Items from a dataset:
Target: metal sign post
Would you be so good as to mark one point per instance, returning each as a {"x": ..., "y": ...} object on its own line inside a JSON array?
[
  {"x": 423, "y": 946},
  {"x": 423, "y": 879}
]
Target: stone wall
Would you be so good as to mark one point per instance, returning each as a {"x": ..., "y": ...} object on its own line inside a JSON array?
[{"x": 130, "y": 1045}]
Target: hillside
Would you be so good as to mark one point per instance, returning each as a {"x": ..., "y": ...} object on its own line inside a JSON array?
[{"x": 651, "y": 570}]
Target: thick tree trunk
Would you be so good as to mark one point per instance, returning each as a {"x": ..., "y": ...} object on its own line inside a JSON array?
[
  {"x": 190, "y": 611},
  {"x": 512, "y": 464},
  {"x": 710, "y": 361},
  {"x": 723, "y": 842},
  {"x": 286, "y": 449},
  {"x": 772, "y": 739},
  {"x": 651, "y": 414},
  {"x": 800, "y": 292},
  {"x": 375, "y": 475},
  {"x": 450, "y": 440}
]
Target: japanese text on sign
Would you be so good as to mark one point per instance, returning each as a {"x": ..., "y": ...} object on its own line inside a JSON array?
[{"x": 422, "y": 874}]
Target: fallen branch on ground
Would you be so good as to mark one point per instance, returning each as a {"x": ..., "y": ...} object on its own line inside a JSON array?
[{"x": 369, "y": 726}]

Your objective —
Repeat the records above exactly, leaving none out.

Answer space —
Target: metal sign post
Would you be so good as to mark one point per instance, returning each as a {"x": ..., "y": ...} object on its own line inside a JSON array?
[
  {"x": 423, "y": 946},
  {"x": 423, "y": 879}
]
Target: stone wall
Would you be so good as to mark one point per instance, returning each as a {"x": ..., "y": ...} object on its own line inside a JSON array?
[{"x": 130, "y": 1045}]
Target: hillside
Would you be so good as to mark one point per instance, returning each as a {"x": ..., "y": ...} object on its own line inside a JSON array?
[{"x": 651, "y": 570}]
Target: thick tree trunk
Would you be so good as to mark one point per instance, returning each as a {"x": ..., "y": ...} object on its own line inside a JSON array?
[
  {"x": 190, "y": 611},
  {"x": 512, "y": 464},
  {"x": 710, "y": 361},
  {"x": 723, "y": 842},
  {"x": 286, "y": 449},
  {"x": 772, "y": 739},
  {"x": 651, "y": 414},
  {"x": 800, "y": 292},
  {"x": 375, "y": 475},
  {"x": 450, "y": 440}
]
Target: japanese text on sign
Would you be so good as to mark one point per instance, returning each as a {"x": ..., "y": ...} object on its own line inside a JSON array?
[{"x": 422, "y": 874}]
Target: fallen branch on ground
Would you be so good as to mark one point per instance, returning each as a {"x": ..., "y": ...} object on its own line inside a JSON array?
[{"x": 369, "y": 726}]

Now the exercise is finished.